Tuesday, May 15, 2018

Jesus at MacDonald's (John 17:6-19)





Sunday, May 13, 2018

            A booth in a MacDonald’s, 10:00 in the evening; what are you doing there?
            Your friend is there with you, a pretty good friend.  You’ve been there a while, talking in easy, natural conversation. Someone familiar, walks by and you smile and she smiles and your friend smiles.  This passerby sits to join you.  You’re certain you’ve seen this person before, but you think your friend knows her really well.  Your friend thinks you know the woman, this third person.  She, Gretchen, never clears it up, never indicates how she knows either of you.  She just enters the conversation you’ve been having as if she’d always been in it; as if she started it.
            It is a good, deep conversation.  It is not a conversation about God, but somehow, God comes up in the conversation, at first in just a passing way.  But, as the conversation flows like a peaceful river, seamlessly from one topic to the next, God sticks around.  Which person at the table is the one with deep faith, you, your friend, or Gretchen? 

            Here, the last two weeks, in different ways, in this space, preaching the Sunday morning sermon, I made a specific point.  God is Lord in our daily, normal lives.  In what appears to be the most mundane, least spiritual of places, God is there, active, participating.  God is Lord and Master there.  I’ve tried to strongly assert that and now I fear such efforts have become nothing more than white noise.  Oh yeah, the preacher says God is everywhere.  Preachers say that sort of thing.  We leave here and go to our normal places and we don’t expect to see God and we think and speak and act in ways oblivious to God’s presence. 
            So, the booth at MacDonald’s, the cold fries, the melting milkshake, you, your friend, and Gretchen.  Could any place be more normal, everyday, more mundane, and less spiritual? 
            Don’t miss the point!  If you loathe MacDonald, imagine it is Breadman’s or Suton’s or Bruegger’s Bagels, or Café Carolina, or Wendy’s.  If the only place you find yourself at 10:00PM is home in bed, then imagine it is 10 in the morning.  This is real.  You and your friend and Gretchen are together talking.  God is lingering around the edges of the conversation.  Everyone at this table is there because they want to be there.

===============

**Parts of the exercise**
1 – Answer these questions about the sermon:
(a) At what time is the booth scene set?
(b) What is the name of the third person who joins the conversation?
(c) For how long has the preacher been making the point that God is Lord in daily life?
2 – Reproduce the sermon word for word, from "Sunday, May 13, 2018" to "she started it.".

**Source material**
===============

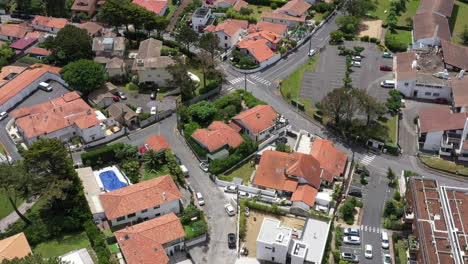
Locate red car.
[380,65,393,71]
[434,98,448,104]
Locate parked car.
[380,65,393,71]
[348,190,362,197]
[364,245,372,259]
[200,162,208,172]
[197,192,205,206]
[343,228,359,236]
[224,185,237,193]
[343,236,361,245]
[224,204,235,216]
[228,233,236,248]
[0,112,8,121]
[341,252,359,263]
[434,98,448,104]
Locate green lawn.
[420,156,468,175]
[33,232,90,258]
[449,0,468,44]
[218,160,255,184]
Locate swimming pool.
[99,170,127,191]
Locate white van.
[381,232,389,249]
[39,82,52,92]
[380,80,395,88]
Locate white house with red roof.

===============

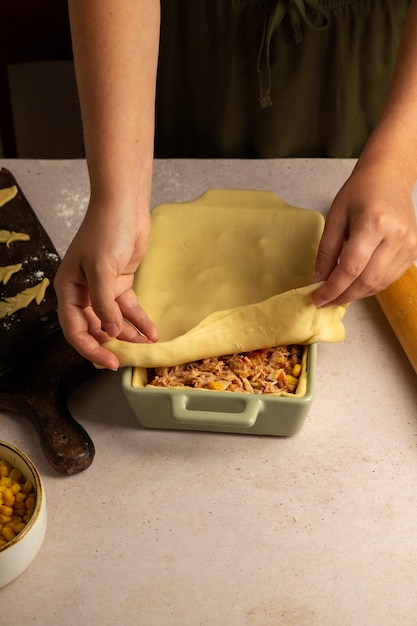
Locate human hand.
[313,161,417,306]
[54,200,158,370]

===============

**Exercise solutions**
1 –
(a) 10:00 in the evening.
(b) Gretchen.
(c) The last two weeks.

2 –
Sunday, May 13, 2018

            A booth in a MacDonald’s, 10:00 in the evening; what are you doing there?
            Your friend is there with you, a pretty good friend.  You’ve been there a while, talking in easy, natural conversation. Someone familiar, walks by and you smile and she smiles and your friend smiles.  This passerby sits to join you.  You’re certain you’ve seen this person before, but you think your friend knows her really well.  Your friend thinks you know the woman, this third person.  She, Gretchen, never clears it up, never indicates how she knows either of you.  She just enters the conversation you’ve been having as if she’d always been in it; as if she started it.